Recorded information below:
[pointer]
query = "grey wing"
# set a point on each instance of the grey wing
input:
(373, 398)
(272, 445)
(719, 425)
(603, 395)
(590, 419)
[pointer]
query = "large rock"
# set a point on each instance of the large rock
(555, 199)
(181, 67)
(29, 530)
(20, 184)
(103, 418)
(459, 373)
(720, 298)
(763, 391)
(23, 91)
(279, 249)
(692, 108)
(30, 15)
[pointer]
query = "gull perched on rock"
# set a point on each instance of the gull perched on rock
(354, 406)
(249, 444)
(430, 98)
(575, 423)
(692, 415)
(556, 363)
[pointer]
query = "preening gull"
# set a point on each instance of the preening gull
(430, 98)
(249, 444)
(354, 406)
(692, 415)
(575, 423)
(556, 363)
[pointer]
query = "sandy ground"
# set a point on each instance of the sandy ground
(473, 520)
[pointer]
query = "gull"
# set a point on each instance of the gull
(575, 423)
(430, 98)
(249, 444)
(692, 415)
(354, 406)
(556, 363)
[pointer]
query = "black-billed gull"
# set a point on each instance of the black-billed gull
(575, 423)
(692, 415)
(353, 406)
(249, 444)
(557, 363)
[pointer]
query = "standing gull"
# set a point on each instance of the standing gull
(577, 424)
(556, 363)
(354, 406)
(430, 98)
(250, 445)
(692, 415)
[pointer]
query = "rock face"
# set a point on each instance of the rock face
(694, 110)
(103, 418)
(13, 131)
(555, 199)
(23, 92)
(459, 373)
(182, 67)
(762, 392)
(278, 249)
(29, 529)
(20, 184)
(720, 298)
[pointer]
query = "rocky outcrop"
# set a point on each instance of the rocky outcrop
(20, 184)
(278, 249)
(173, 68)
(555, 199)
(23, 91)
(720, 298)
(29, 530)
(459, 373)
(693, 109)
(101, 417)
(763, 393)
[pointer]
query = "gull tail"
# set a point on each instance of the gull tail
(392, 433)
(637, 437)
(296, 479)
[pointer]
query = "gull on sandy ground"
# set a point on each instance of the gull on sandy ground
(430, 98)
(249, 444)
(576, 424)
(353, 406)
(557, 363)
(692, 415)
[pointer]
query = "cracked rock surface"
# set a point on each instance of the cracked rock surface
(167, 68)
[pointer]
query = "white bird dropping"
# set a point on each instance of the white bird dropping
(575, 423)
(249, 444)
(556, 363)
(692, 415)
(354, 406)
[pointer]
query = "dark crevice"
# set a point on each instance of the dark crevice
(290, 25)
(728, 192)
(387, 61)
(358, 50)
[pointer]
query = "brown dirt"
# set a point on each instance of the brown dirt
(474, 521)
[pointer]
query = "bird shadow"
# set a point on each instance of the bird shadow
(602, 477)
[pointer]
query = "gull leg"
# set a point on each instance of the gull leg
End of Recorded information.
__Exercise goal__
Each record above has to be set down again, exactly and completely.

__Problem solution__
[pointer]
query = "grey wing"
# set a point on each instance of the grey wing
input:
(373, 398)
(272, 445)
(719, 425)
(603, 395)
(590, 419)
[pointer]
query = "large rock"
# set a point on each instance of the large rock
(555, 199)
(181, 67)
(29, 530)
(20, 184)
(103, 418)
(459, 373)
(720, 298)
(763, 391)
(23, 91)
(279, 249)
(692, 108)
(30, 15)
[pointer]
query = "gull perched on rock"
# set a point on each instance of the gull perched on rock
(354, 406)
(249, 444)
(430, 98)
(575, 423)
(692, 415)
(556, 363)
[pointer]
query = "preening gull"
# set a point on each instance of the preening gull
(430, 98)
(249, 444)
(354, 406)
(692, 415)
(575, 423)
(556, 363)
[pointer]
query = "sandy ground"
# set a point on each instance of the sandy ground
(473, 520)
[pointer]
query = "gull"
# set a point on each instance of the gull
(575, 423)
(430, 98)
(249, 444)
(692, 415)
(354, 406)
(556, 363)
[pointer]
query = "black-billed gull"
# set a point on each instance of the black-billed gull
(575, 423)
(692, 415)
(353, 406)
(249, 444)
(557, 363)
[pointer]
query = "standing gull"
# set a point on each instance of the standing gull
(577, 424)
(556, 363)
(354, 406)
(430, 98)
(250, 445)
(692, 415)
[pointer]
query = "rock face"
# set a point on each instance of the rock face
(694, 110)
(103, 418)
(13, 131)
(555, 199)
(23, 92)
(459, 373)
(182, 67)
(762, 392)
(278, 249)
(29, 529)
(20, 184)
(720, 298)
[pointer]
query = "rocky outcrop"
# set a point on each instance of the rocky outcrop
(20, 184)
(278, 249)
(173, 68)
(555, 199)
(23, 91)
(720, 298)
(29, 530)
(459, 373)
(693, 109)
(101, 417)
(763, 393)
[pointer]
query = "gull tail"
# set a point on each instance of the gull tail
(392, 433)
(637, 437)
(296, 479)
[pointer]
query = "gull on sandy ground"
# set a point on each instance of the gull on sandy ground
(430, 98)
(249, 444)
(576, 424)
(353, 406)
(557, 363)
(692, 415)
[pointer]
query = "cracked rock surface"
# set a point on each instance of the cracked rock surface
(167, 68)
[pointer]
query = "white bird dropping"
# set a point on each instance of the white bird dropping
(575, 423)
(249, 444)
(556, 363)
(692, 415)
(354, 406)
[pointer]
query = "dark crevice"
# set a point on each instance of the dark crevice
(290, 25)
(728, 192)
(387, 61)
(358, 50)
[pointer]
query = "brown dirt"
# set a point on each instance of the brown dirt
(474, 521)
[pointer]
query = "bird shadow"
# set a point on each instance of the bird shadow
(602, 477)
[pointer]
query = "gull leg"
# set a point on each instance of the gull leg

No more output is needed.